**What you should do**. Copy out word for word the stretch of entries from the line containing "Thank you for the photo above. Could you indicate the second" through the end of the entries. Leave the pictures out.

(Named-object pointing records)

-- BEGIN --

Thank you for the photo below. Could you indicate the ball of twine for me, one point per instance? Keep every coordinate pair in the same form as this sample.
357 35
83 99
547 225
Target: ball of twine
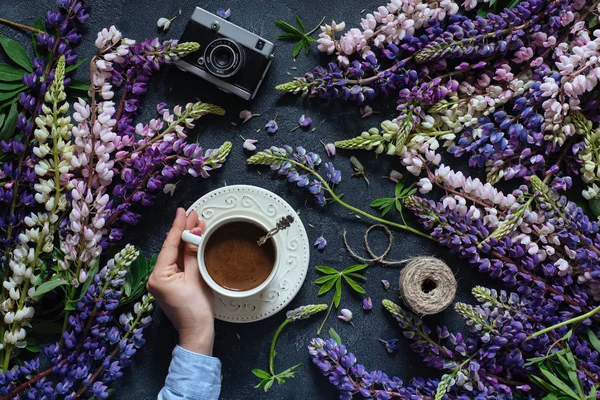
427 285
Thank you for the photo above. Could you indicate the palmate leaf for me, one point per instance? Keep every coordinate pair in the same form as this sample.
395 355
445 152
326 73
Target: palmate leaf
557 382
326 287
4 96
326 270
16 53
355 268
355 286
338 293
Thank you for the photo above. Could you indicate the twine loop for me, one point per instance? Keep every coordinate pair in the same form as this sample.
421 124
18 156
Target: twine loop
427 284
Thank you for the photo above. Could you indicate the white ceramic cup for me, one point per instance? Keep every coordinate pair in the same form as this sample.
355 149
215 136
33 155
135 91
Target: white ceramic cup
201 242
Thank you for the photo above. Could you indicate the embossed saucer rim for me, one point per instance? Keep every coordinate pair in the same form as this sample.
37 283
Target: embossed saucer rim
264 204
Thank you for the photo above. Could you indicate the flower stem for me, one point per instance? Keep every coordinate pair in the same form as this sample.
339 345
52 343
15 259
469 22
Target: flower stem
326 317
567 322
273 342
357 210
20 26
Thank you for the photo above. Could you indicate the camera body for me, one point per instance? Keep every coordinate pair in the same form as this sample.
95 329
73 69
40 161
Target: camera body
230 57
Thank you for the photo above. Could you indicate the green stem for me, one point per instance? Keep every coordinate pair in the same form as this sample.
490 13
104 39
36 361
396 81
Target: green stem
568 322
357 210
326 317
273 342
20 26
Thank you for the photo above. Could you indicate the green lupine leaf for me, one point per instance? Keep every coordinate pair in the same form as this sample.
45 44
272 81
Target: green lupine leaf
48 287
541 383
338 293
75 66
16 53
356 276
300 24
326 270
5 87
325 278
335 336
261 373
326 287
287 35
79 85
559 384
288 373
379 202
10 123
355 286
9 95
288 28
8 73
593 393
355 268
593 340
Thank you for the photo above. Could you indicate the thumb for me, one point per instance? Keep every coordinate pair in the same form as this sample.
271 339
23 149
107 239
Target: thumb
190 258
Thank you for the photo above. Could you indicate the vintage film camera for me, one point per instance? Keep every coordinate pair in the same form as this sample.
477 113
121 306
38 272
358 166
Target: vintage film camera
230 57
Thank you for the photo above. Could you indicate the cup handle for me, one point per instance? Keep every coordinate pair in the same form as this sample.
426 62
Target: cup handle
189 237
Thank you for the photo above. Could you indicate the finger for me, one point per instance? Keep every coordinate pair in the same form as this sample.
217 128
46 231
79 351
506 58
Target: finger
190 258
170 249
191 220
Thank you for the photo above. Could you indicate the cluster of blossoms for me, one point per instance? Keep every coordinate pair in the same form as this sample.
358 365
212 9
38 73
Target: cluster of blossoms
543 247
299 168
70 186
504 89
95 347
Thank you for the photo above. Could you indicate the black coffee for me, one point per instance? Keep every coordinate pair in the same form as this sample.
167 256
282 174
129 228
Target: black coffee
233 258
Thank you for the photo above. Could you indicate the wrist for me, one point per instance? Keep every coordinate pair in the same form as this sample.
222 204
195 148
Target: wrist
198 340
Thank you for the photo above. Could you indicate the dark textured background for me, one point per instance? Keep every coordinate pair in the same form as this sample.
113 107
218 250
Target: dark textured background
245 346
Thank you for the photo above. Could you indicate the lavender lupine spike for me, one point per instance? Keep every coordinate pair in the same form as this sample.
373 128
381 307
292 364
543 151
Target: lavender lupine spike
96 349
16 196
298 167
53 150
350 378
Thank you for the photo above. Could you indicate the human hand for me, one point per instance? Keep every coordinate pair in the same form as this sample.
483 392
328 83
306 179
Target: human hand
180 290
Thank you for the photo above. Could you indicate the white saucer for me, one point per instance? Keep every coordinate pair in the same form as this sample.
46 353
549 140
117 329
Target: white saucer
293 241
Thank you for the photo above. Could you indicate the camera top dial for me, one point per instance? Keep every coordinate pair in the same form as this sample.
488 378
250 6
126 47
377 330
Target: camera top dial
223 57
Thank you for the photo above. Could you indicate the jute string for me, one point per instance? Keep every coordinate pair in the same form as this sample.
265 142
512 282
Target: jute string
427 284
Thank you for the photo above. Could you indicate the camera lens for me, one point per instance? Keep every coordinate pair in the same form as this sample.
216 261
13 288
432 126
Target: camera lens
223 58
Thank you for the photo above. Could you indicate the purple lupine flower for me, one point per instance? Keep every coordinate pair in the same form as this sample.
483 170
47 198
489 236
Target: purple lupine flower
271 126
304 121
321 243
391 345
345 315
223 13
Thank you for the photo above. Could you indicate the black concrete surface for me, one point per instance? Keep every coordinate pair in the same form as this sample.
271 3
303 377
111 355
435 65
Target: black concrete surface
242 347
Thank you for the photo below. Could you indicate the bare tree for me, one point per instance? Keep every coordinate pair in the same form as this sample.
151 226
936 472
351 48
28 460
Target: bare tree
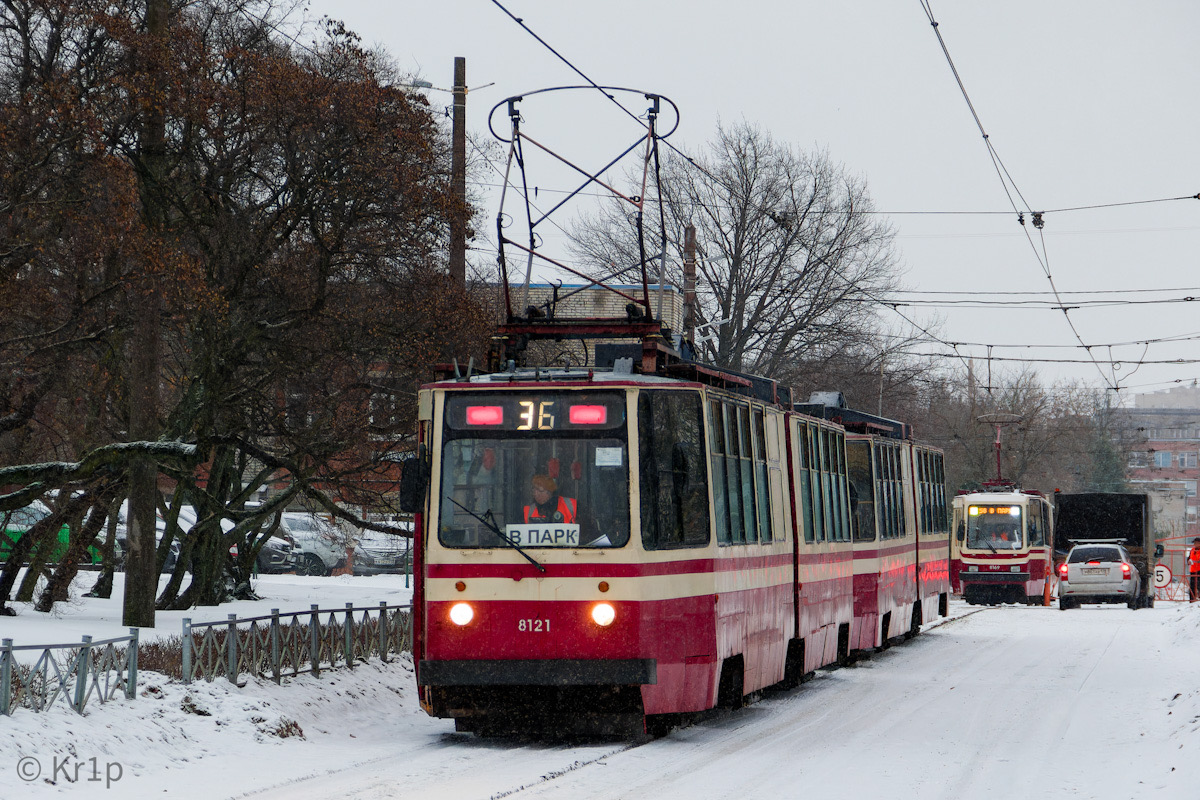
792 257
1061 435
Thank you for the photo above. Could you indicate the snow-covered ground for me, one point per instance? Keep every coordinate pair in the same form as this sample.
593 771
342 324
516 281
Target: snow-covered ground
1101 702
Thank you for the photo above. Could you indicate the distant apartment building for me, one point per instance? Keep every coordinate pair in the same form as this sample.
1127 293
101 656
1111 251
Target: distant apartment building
1162 437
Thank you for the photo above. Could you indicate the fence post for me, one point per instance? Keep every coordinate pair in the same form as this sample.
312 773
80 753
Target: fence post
5 678
315 639
187 649
131 678
383 632
83 667
232 649
275 643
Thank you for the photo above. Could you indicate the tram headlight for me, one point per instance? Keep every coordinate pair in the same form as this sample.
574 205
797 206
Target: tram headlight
603 614
461 613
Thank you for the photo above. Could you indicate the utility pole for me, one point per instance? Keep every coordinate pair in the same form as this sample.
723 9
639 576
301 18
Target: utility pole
689 283
459 174
141 576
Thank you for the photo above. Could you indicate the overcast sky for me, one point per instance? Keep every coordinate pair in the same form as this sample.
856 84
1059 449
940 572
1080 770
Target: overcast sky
1086 102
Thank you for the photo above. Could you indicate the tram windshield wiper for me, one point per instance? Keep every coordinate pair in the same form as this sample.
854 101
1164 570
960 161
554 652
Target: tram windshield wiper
490 523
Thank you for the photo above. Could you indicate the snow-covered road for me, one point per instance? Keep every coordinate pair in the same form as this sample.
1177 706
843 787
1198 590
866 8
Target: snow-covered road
1101 702
1001 703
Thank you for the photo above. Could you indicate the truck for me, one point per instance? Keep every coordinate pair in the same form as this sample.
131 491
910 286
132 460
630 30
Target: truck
1119 517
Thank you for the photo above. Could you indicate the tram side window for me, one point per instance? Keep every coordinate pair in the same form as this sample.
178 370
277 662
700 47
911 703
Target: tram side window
733 475
760 464
802 445
749 501
821 482
673 483
1037 531
862 491
887 485
717 447
841 482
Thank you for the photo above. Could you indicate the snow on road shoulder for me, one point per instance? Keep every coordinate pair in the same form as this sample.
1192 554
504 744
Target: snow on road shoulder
213 739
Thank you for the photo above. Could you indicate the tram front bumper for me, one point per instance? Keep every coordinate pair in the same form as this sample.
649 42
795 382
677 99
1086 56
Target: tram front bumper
993 578
559 672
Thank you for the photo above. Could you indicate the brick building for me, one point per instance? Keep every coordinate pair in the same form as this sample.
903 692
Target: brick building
1162 437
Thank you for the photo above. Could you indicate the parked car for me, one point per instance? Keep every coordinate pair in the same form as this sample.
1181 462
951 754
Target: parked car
277 554
123 535
376 553
319 546
1098 573
22 519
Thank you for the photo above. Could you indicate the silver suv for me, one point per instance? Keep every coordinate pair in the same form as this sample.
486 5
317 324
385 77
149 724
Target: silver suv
321 547
1098 573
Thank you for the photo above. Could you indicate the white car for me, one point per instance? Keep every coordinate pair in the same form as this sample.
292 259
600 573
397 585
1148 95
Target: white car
1098 573
377 553
319 546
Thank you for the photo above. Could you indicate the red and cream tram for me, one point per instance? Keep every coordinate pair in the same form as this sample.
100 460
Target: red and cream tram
694 539
1002 551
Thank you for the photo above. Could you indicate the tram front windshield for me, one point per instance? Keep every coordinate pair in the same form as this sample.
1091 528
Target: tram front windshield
994 527
543 470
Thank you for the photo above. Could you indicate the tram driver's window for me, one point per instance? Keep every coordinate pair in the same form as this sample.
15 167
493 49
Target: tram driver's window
672 465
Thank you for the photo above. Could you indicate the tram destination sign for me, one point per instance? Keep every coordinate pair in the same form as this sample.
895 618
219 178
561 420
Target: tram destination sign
543 534
541 411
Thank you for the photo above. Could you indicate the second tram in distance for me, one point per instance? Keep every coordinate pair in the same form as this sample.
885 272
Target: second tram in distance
603 551
1002 551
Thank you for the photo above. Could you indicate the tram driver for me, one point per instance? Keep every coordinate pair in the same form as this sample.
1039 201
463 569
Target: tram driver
1007 537
547 504
550 506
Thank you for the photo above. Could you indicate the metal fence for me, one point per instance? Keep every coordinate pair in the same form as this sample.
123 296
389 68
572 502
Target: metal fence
69 673
283 644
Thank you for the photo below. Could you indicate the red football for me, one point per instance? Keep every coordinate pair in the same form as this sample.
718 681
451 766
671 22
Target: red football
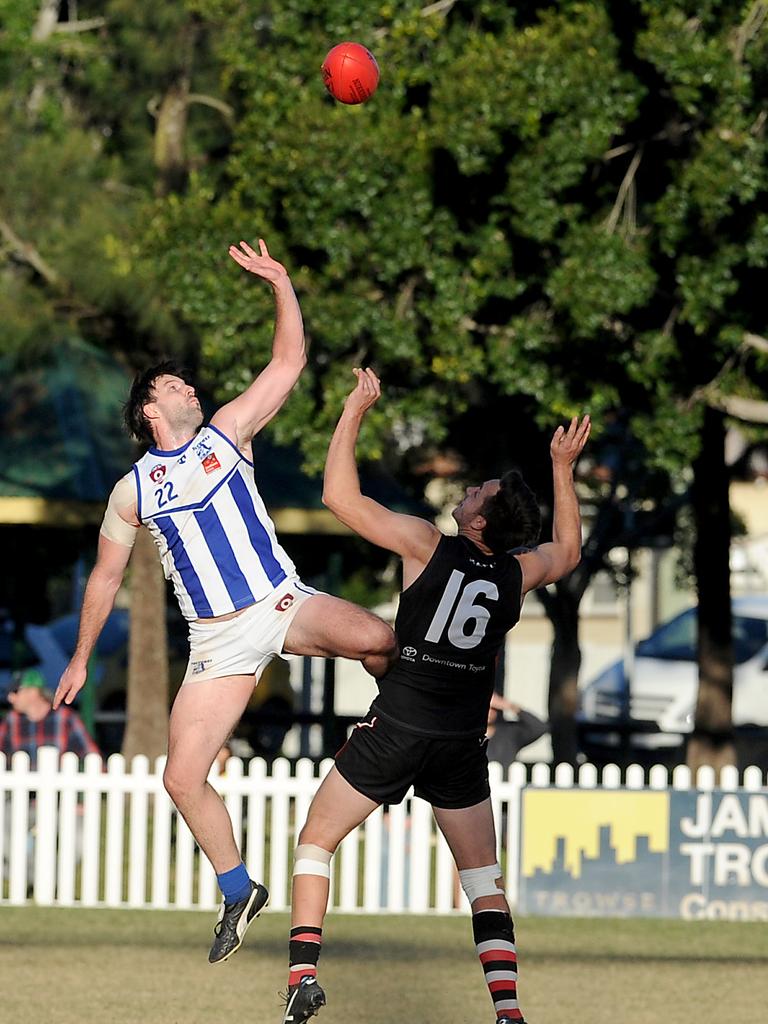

-- END --

**Output of the exercise**.
Thank you for the photo above. Could you indicate the second tram in distance for me, one point per instance? Keep every coordinate pair in the same form as this sample.
885 272
Target: second tram in distance
603 551
1002 551
Thank you for the photo above. Could you indicate the tram driver for me, one point per instance? Keep every coordinate pair in the same form as this sample.
1039 201
463 569
Target: tram driver
1007 537
547 504
550 506
Thank you for the photo above. Could you indicate the metal fence for me, one point per instance? Keep every coordinate pair in the same form as this sample.
123 296
389 68
572 502
Target: metal fence
69 673
283 644
Thank you for the photo below. Could you indicate the red football for me, one point per instance? Keep every coordinate pair in the same form as this sample.
718 681
451 766
671 22
Target: red football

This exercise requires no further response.